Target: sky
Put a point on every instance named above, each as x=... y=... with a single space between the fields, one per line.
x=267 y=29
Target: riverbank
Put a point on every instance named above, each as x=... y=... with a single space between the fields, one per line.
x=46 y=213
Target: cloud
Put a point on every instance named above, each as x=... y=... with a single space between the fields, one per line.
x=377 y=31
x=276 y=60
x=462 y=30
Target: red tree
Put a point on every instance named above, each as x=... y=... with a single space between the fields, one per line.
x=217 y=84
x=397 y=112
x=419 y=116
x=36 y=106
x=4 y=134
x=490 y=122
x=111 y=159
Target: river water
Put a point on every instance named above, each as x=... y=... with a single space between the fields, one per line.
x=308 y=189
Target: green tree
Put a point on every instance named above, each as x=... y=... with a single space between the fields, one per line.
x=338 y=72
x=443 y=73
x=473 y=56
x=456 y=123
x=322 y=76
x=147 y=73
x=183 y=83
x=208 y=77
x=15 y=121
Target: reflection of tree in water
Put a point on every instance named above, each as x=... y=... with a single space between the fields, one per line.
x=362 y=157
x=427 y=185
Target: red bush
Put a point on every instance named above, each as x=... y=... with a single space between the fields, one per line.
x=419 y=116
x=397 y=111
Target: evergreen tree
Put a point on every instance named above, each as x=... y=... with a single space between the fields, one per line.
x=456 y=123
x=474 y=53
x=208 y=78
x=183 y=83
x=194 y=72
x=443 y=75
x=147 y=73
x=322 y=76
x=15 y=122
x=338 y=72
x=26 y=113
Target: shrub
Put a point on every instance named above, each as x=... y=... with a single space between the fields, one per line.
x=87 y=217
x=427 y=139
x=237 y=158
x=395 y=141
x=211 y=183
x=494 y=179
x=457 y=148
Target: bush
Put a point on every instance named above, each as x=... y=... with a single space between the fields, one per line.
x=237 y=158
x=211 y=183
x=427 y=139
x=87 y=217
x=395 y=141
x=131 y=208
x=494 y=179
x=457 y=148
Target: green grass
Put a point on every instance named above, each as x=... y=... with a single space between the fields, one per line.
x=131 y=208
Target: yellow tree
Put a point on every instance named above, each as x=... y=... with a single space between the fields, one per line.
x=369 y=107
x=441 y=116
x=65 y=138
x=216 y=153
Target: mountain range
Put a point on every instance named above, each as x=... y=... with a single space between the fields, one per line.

□ □ □ □ □ □ □

-- TASK REQUIREMENTS --
Could you lay out every line of the items above as a numbered list, with blank lines left out?

-- RIGHT ANSWER --
1. Target: sky
2. Put a point on every instance named above, each as x=... y=... with a single space between the fields, one per line.
3. x=267 y=29
4. Target: riverbank
5. Put a point on every instance named above, each as x=... y=... with a single space between the fields, one per line.
6. x=46 y=213
7. Target: cloud
8. Put a point on every instance named above, each as x=... y=... with a single space between the fields, one per line.
9. x=377 y=31
10. x=276 y=60
11. x=462 y=30
12. Target: red tree
13. Put a point on every instance named above, each as x=... y=... with a single space between the fields, one per line.
14. x=217 y=84
15. x=397 y=112
16. x=419 y=116
17. x=36 y=106
18. x=4 y=134
19. x=490 y=122
20. x=111 y=159
21. Target: river water
22. Put a point on every instance named above, each as x=... y=... with a single space between the fields, one per line.
23. x=308 y=189
24. Target: green tree
25. Put a point on every instance named above, each as x=... y=... with a single space between the fields, one per line.
26. x=338 y=72
27. x=443 y=73
28. x=473 y=56
29. x=456 y=123
30. x=322 y=76
31. x=147 y=73
32. x=183 y=83
33. x=208 y=77
34. x=15 y=121
35. Target: reflection of tree in water
36. Put a point on every instance named above, each as x=... y=... with a single space between the fields, one per line.
37. x=362 y=157
38. x=427 y=185
39. Target: red bush
40. Put a point on every instance named above, each as x=... y=... with a single space between the fields, one per line.
41. x=419 y=116
42. x=397 y=111
43. Target: evergreen tree
44. Put a point on every instance named above, each as x=... y=... with a single space between the fields, one per line.
45. x=456 y=123
46. x=474 y=53
47. x=208 y=78
48. x=183 y=83
49. x=194 y=72
50. x=443 y=75
51. x=147 y=73
52. x=322 y=76
53. x=15 y=122
54. x=338 y=72
55. x=26 y=113
56. Target: shrub
57. Put a point on every instance named above, each as x=... y=... with a single space between the fields, one per line.
58. x=87 y=217
59. x=427 y=139
60. x=237 y=158
61. x=395 y=141
62. x=211 y=183
63. x=494 y=179
64. x=457 y=148
65. Target: bush
66. Put a point on every instance named above, each as x=... y=... with a single space between the fields, one per line.
67. x=237 y=158
68. x=211 y=183
69. x=427 y=139
70. x=87 y=217
71. x=395 y=141
72. x=131 y=208
73. x=494 y=179
74. x=457 y=148
75. Target: green grass
76. Put a point on every instance named above, each as x=... y=... with a single space between the fields, one per line.
77. x=131 y=208
78. Target: yellow tree
79. Put a point on every instance named above, each as x=... y=... with a single space between the fields, one per line.
80. x=369 y=107
81. x=441 y=116
82. x=65 y=138
83. x=216 y=153
84. Target: mountain range
85. Put a point on every instance named above, each as x=... y=... with a single space between the fields, one per line.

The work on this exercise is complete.